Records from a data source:
************

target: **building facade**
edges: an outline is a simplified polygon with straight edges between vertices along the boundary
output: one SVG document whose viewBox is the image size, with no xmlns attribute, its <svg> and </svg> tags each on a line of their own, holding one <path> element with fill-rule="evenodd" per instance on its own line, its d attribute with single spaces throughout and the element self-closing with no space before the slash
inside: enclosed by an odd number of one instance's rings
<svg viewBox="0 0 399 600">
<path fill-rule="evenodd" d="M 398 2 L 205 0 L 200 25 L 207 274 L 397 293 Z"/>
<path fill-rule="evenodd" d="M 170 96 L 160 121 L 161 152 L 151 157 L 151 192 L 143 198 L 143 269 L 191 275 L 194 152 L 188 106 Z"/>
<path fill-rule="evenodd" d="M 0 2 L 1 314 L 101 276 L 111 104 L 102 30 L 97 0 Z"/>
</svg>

************

→ Problem description:
Copy nothing except the lines from the one holding "inside: enclosed by" through the last line of the data above, and return them exactly.

→ Solution to the problem:
inside: enclosed by an odd number of one instance's rings
<svg viewBox="0 0 399 600">
<path fill-rule="evenodd" d="M 398 2 L 205 0 L 200 25 L 207 274 L 397 293 Z"/>
<path fill-rule="evenodd" d="M 170 96 L 160 121 L 161 152 L 151 157 L 151 192 L 143 198 L 143 269 L 191 275 L 194 152 L 188 106 Z"/>
<path fill-rule="evenodd" d="M 0 2 L 1 314 L 101 276 L 111 104 L 102 30 L 97 0 Z"/>
</svg>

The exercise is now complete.